Problem description → The records that follow need to be output exactly as they are.
"""
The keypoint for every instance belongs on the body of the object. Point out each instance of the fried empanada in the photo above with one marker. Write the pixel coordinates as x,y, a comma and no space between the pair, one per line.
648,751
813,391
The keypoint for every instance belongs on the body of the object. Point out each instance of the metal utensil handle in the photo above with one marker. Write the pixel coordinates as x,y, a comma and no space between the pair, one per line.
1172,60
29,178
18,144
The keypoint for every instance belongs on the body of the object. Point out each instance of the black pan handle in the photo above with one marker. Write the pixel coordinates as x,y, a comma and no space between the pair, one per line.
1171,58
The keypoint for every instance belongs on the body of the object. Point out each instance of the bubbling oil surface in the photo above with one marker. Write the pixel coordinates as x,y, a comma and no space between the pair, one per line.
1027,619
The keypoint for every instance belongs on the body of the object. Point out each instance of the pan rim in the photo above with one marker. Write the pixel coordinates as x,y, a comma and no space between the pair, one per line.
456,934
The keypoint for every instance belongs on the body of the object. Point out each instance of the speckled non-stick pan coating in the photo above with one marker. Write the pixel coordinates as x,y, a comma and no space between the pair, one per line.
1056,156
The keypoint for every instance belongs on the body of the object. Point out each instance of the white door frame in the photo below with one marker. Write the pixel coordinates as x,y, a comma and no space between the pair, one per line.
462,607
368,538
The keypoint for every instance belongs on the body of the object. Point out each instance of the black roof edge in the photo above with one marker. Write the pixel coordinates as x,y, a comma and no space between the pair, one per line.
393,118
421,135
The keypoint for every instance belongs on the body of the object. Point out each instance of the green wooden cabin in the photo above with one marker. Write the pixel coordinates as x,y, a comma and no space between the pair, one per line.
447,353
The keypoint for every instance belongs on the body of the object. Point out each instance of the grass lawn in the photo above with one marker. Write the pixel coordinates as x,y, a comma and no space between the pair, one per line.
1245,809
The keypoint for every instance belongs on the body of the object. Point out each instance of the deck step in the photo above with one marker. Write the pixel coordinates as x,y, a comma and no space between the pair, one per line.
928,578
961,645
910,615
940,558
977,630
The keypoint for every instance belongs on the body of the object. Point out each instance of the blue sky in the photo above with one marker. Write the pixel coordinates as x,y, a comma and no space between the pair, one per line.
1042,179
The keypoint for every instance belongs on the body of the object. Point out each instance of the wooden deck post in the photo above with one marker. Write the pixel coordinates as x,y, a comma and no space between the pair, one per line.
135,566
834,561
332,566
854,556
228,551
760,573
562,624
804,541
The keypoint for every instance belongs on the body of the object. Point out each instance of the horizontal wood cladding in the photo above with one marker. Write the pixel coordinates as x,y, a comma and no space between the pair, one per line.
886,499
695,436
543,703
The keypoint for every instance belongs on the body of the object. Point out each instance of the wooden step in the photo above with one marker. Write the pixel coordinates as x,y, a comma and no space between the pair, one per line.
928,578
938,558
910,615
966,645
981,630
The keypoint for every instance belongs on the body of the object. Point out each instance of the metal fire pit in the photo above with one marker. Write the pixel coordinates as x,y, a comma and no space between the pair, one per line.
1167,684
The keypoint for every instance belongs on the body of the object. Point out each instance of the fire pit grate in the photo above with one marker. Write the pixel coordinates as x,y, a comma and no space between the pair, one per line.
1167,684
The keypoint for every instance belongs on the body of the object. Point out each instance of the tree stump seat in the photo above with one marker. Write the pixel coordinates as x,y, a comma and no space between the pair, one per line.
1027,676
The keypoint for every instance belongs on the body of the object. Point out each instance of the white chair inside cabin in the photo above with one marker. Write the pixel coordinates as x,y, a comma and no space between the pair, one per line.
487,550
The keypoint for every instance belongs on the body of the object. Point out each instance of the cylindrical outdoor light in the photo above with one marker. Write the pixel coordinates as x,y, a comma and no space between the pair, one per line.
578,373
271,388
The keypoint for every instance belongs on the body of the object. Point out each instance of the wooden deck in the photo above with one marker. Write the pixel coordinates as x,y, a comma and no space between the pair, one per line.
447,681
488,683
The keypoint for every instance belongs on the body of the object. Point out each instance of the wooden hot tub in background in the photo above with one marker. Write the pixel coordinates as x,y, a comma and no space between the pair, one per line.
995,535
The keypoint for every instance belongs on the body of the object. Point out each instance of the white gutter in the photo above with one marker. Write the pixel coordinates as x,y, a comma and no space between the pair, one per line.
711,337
"""
Reply to the exercise →
The keypoint for every instance belongs on the body of the object. Point out each instance of the fried empanada in the photo above with one marker. Write the pixel coordinates as x,y, a comma and no space between the pair, one per line.
648,751
813,391
The keypoint for every instance belongs on the body of the object. Point out each instance of the metal utensil handle in the photo above with one marker. Write the pixel coordinates as x,y, a comma and no space between the pair, one per line.
1172,60
29,178
18,144
The keypoint for every instance belongs on the body of the object. Point out each instance of the black pan handle in the photo above with one marker. Write the pixel coordinates as x,y, a comma and no space between the pair, one per line.
1171,58
The keypoint for every instance belongs on the body of the object. Point out each instance of the bubbling oil surface in the photo above with one marker. Write the pixel coordinates as x,y, a comma and no space between the pair, one per line.
1027,619
The keypoint for every instance belongs on the body of the object. Point out each instance of the pan rim in the photo above with one marker. Write the pixel coordinates as x,y, a comma and no space between the pair, one per line.
456,934
The keypoint for every instance belongs on the body of the object. Point out each instance of the speckled non-stick pan coating in the photo above with one marker. Write the pixel coordinates as x,y, a comma and no space between the pair, one per line.
1056,156
The keypoint for every instance belongs on the body of the object. Point out each instance of the white door frame in the photo below with one marker. Write the pixel coordinates as x,y, a comma and no space between the pair, one per line.
462,607
368,538
The keypoint for every instance belongs on the body of the object. Point out each instance of the black roof edge in the photo above with one marker. Write the pixel coordinates as x,y, a comma and no space between the pair, one per line.
393,118
421,135
The keypoint for every instance belongs on the body of the object. Point out each instance of the green wooden cabin in the photo above with one marker. Write the pixel coordinates as x,y, a comma and no space between the pair, one per line.
447,353
The keypoint for every instance belongs on the body of the object. Point out each instance of the grass lawn in the photo above with one marker. Write the pixel coordinates as x,y, a comma and no space between the pair, one per line.
1245,809
The keypoint for every instance belongs on the body of the object. Point out each instance of the deck step in the photo above with one marker. Write the pixel coordinates as x,y, a comma and no space between the pair, one per line.
928,578
961,645
910,615
940,558
977,630
The keypoint for every instance belongs on the body of the object. Point out each instance of the blue sky in the photo above with one marker. Write the pixel coordinates as x,y, a comma and no space between the pair, one per line.
1042,179
The keypoint for every instance belongs on the body of the object. Point out each instance of the wooden deck post in the photo above with one marker. Write the pixel coordinates as x,y, a comma and no space between the pair, one per line.
135,566
834,561
332,566
854,556
228,551
760,573
562,624
804,541
The keypoint for every instance belongs on the body of the object. Point out each instance of the horizontal wood cladding in the photo above with one marker. Write the pixel coordinates as x,y, a comma and no space between the pair, one per line.
886,499
695,436
543,703
The keypoint for every instance belongs on the body of the object. Point out each instance of the wooden step in the photo above with one marker. Write the pixel coordinates as x,y, a comma and no space between the pair, one per line.
928,578
938,558
910,615
966,645
981,630
The keypoint for every instance belongs on the body of the object. Point out each instance of the metal fire pit in the photo above with one marker. Write the pixel coordinates as x,y, a comma and no space between the pair, one per line.
1167,684
The keypoint for every instance belongs on the body of the object. Point out each instance of the fire pit grate in the photo above with one marker. Write the pixel coordinates as x,y, a comma and no space between the pair, one per line.
1167,684
The keypoint for every instance belongs on the body of the object. Point out each instance of the tree stump seat in the photo above with one marker. Write the pixel coordinates as x,y, a comma and no space between the pair, one per line.
1027,676
The keypoint for every instance belongs on the body of the object. Point out each instance of the white chair inside cabin in the photo above with one marker. Write the pixel coordinates as x,y, a comma and no space between the pair, one per line.
487,550
The keypoint for every instance belongs on the body of the object. Point out each instance of the cylindrical outdoor light in the photo above with one marker. Write the pixel coordinates as x,y, a comma and no space between the pair, one per line.
578,373
271,388
The keypoint for every instance belongs on the body of the object. Point out each instance of the wooden deck in the photo above with one marker. Write the pixel coordinates as x,y, a comma and no space between the pair, one per line.
447,681
488,683
The keypoint for every instance belongs on the body of the object. Point out each instance of the wooden hot tub in background in the photo above with one marker. Write the pixel coordinates as x,y, a comma and no space between the pair, one per line.
995,535
The keypoint for every instance belongs on the body of the object. Point out each instance of the white gutter in the photo above with one marker. Write the pixel coordinates as x,y, a comma and no space between the pair, one per line.
711,337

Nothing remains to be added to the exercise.